## Your goal
From the data below, return the exact lines starting at the line containing "Target: red brick pillar" and ending at the line containing "444, row 394.", both included, and nothing else.

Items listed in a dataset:

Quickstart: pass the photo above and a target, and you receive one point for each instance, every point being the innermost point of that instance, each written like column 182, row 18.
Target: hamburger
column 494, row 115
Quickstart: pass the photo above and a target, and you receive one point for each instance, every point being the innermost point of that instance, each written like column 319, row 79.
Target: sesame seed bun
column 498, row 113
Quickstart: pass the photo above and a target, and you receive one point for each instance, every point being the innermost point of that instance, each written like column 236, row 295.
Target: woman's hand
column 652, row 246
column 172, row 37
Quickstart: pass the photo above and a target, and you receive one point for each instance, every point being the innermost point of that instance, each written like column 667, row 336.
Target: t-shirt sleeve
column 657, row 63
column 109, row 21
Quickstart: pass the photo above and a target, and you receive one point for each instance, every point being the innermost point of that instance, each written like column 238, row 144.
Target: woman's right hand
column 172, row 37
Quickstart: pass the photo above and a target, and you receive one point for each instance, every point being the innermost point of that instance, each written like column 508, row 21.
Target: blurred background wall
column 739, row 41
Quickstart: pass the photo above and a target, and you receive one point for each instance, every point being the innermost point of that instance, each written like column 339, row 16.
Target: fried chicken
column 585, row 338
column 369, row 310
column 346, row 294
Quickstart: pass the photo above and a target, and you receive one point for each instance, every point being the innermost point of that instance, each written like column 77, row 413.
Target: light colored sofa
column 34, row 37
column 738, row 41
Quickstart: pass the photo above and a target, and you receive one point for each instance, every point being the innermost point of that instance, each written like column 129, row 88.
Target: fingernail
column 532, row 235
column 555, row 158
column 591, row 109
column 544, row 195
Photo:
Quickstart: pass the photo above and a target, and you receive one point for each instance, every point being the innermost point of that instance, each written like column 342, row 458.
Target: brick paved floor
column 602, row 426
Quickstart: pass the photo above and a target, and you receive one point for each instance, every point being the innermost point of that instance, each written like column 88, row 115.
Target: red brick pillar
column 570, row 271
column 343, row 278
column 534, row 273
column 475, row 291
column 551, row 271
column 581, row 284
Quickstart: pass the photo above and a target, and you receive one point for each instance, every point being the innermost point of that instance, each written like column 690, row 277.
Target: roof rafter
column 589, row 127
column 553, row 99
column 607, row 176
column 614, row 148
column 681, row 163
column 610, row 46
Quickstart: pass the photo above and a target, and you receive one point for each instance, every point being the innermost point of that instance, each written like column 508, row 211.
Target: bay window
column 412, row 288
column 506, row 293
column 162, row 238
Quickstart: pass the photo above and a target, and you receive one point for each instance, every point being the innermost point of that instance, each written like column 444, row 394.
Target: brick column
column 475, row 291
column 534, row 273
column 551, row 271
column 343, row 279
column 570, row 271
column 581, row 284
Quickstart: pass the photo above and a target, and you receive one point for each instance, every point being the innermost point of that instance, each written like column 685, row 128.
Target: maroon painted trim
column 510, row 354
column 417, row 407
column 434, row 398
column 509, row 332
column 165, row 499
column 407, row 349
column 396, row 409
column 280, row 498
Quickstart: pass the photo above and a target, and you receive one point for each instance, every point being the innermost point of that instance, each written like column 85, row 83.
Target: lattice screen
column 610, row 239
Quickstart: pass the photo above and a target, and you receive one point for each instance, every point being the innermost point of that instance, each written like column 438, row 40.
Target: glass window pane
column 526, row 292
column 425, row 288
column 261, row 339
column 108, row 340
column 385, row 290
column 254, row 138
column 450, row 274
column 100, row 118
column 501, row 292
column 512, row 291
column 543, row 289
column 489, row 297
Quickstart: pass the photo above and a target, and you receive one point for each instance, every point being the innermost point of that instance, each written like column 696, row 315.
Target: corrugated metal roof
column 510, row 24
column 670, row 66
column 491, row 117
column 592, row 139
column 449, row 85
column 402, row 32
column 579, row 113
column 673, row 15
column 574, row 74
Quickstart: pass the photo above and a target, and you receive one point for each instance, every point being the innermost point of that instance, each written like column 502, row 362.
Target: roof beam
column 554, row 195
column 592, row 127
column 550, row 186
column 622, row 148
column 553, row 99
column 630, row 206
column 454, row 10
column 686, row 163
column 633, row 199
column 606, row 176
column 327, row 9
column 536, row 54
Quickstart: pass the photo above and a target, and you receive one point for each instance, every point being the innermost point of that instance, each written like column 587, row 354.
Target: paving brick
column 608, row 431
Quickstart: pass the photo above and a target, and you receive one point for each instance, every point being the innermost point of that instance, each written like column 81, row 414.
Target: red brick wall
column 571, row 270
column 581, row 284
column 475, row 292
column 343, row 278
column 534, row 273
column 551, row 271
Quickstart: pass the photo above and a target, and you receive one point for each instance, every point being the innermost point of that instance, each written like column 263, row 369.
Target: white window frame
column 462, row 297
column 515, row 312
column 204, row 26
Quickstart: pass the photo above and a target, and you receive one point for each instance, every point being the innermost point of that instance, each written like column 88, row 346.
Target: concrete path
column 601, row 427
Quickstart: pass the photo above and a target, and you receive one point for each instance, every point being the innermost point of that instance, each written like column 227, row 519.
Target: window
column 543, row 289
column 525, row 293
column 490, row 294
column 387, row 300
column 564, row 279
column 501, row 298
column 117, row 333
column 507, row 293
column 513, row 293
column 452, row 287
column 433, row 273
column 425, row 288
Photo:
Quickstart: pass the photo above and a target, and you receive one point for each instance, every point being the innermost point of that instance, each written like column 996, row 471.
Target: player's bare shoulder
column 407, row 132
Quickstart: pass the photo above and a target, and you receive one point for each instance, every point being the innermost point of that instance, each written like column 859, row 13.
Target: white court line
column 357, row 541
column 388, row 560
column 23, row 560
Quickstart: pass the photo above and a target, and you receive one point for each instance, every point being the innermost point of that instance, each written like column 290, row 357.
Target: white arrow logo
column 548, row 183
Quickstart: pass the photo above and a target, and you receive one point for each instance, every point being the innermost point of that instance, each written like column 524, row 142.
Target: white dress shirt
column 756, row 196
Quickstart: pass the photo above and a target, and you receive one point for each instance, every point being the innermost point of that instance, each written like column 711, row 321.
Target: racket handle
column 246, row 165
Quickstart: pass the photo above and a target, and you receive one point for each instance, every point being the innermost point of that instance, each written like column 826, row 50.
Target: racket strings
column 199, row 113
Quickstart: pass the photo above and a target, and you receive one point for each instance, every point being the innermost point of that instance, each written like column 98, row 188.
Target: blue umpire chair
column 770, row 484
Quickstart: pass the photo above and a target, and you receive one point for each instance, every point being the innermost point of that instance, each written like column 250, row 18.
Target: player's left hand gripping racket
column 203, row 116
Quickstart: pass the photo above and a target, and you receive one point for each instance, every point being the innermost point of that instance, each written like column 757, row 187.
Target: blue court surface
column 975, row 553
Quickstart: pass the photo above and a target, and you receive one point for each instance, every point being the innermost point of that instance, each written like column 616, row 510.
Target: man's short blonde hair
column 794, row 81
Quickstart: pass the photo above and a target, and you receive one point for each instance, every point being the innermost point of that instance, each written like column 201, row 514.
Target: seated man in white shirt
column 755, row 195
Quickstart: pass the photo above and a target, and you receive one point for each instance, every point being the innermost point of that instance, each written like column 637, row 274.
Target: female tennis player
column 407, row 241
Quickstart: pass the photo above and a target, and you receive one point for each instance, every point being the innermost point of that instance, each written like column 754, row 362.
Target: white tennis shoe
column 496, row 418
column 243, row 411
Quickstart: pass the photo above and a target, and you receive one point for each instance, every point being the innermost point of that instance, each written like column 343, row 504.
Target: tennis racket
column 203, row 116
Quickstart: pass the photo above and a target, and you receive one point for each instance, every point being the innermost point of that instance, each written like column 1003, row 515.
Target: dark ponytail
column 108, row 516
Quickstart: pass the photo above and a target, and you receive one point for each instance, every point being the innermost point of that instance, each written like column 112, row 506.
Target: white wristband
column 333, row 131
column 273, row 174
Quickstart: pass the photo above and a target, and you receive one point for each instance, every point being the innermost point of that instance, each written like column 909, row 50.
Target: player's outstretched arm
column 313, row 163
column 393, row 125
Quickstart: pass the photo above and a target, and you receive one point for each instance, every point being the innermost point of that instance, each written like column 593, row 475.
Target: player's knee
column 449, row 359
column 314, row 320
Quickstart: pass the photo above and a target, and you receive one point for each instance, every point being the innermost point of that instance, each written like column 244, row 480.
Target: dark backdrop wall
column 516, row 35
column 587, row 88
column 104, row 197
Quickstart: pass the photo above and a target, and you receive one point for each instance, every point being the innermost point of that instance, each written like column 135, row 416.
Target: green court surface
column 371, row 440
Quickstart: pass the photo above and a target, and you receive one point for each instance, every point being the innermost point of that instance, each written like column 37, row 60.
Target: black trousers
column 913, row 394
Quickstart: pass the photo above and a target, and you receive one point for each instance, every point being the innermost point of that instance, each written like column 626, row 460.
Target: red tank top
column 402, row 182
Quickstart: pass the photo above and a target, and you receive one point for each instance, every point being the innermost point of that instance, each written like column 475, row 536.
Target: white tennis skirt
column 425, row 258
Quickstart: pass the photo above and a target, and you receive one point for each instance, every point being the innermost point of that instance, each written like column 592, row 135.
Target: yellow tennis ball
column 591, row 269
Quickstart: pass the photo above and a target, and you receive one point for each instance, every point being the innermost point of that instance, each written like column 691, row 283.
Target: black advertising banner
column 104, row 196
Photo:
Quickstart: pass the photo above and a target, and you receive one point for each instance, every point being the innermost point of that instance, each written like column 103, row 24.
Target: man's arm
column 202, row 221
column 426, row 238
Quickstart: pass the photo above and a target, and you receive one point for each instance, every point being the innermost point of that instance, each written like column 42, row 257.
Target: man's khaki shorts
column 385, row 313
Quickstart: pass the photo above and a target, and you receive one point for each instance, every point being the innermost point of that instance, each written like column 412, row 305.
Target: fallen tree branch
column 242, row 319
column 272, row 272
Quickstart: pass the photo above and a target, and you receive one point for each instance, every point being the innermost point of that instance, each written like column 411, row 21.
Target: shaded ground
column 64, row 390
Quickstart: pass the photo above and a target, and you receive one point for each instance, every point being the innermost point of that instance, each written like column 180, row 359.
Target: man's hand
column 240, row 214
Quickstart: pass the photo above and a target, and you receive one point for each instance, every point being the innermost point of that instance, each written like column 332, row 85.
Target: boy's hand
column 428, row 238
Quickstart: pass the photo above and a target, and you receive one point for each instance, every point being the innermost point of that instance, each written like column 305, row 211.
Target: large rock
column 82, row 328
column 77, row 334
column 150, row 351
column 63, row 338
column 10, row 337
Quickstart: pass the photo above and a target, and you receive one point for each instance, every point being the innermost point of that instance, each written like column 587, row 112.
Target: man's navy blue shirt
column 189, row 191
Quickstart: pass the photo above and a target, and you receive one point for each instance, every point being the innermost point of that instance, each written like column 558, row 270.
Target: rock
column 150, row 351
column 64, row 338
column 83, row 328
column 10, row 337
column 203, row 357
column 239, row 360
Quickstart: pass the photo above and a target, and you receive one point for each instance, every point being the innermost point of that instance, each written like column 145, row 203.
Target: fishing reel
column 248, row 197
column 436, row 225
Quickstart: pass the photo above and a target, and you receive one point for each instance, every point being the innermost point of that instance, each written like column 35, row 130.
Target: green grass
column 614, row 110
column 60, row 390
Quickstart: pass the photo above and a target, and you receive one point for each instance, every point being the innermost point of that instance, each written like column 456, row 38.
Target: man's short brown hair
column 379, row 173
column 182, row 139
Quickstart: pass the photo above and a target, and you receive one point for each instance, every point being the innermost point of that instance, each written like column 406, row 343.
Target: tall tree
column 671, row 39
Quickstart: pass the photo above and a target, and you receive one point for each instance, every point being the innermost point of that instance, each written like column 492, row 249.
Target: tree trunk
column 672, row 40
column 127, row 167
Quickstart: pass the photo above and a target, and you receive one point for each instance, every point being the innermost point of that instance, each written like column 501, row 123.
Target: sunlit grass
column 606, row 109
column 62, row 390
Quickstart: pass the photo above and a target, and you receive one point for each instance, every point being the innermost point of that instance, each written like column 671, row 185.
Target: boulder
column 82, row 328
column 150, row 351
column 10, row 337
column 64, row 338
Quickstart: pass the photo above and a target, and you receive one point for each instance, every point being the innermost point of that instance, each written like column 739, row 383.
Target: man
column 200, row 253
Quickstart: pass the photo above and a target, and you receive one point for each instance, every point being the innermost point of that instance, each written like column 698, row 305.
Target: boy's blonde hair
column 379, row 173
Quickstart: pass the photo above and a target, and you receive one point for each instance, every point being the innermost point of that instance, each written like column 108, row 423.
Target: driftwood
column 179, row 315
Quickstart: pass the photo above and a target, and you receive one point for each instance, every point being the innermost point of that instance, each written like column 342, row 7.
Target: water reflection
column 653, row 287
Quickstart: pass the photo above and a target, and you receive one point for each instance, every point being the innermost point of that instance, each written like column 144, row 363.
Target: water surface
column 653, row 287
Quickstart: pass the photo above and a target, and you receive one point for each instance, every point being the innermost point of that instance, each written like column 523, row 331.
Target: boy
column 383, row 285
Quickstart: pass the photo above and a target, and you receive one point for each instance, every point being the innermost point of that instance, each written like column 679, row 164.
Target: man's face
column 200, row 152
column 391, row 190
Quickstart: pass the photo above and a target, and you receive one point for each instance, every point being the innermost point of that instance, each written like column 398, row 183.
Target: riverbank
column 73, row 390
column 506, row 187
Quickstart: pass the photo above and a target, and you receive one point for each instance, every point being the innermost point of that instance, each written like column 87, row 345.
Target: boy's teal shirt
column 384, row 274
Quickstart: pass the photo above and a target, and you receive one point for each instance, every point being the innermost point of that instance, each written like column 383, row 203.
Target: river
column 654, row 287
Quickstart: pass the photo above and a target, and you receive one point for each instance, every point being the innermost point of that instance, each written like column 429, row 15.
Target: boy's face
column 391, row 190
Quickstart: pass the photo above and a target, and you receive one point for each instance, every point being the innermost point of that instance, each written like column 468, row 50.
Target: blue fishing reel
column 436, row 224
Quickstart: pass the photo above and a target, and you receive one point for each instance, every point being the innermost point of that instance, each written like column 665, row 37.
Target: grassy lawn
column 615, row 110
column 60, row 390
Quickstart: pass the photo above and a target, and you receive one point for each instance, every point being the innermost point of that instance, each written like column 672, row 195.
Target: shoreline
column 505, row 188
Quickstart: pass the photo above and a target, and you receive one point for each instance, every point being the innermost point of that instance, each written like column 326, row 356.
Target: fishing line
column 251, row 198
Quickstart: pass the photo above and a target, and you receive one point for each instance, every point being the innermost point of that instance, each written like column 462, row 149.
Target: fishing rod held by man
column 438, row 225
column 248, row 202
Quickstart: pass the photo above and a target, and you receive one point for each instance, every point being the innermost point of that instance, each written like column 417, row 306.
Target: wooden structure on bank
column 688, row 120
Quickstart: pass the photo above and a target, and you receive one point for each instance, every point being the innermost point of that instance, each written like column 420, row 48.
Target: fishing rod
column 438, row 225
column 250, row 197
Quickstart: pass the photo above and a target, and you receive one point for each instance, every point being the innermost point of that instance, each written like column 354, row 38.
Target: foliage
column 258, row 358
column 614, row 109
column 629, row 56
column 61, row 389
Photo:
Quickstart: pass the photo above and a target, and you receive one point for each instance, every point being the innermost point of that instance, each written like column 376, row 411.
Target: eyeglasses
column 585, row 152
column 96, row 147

## Answer to this exercise
Target: red brick pillar
column 570, row 271
column 343, row 278
column 534, row 273
column 475, row 291
column 551, row 271
column 581, row 284
Quickstart: pass the photo above and a target, and you receive one point for each instance, every point being the innermost point of that instance, each written like column 690, row 277.
Target: roof rafter
column 589, row 127
column 553, row 99
column 607, row 176
column 614, row 148
column 681, row 163
column 610, row 46
Quickstart: pass the photo above and a target, and you receive one point for each instance, every point being the innermost point of that instance, each written like column 508, row 211.
Target: bay window
column 412, row 288
column 506, row 293
column 162, row 238
Quickstart: pass the photo above and a target, and you receive one point for each instance, every point being the innermost point of that instance, each written like column 444, row 394.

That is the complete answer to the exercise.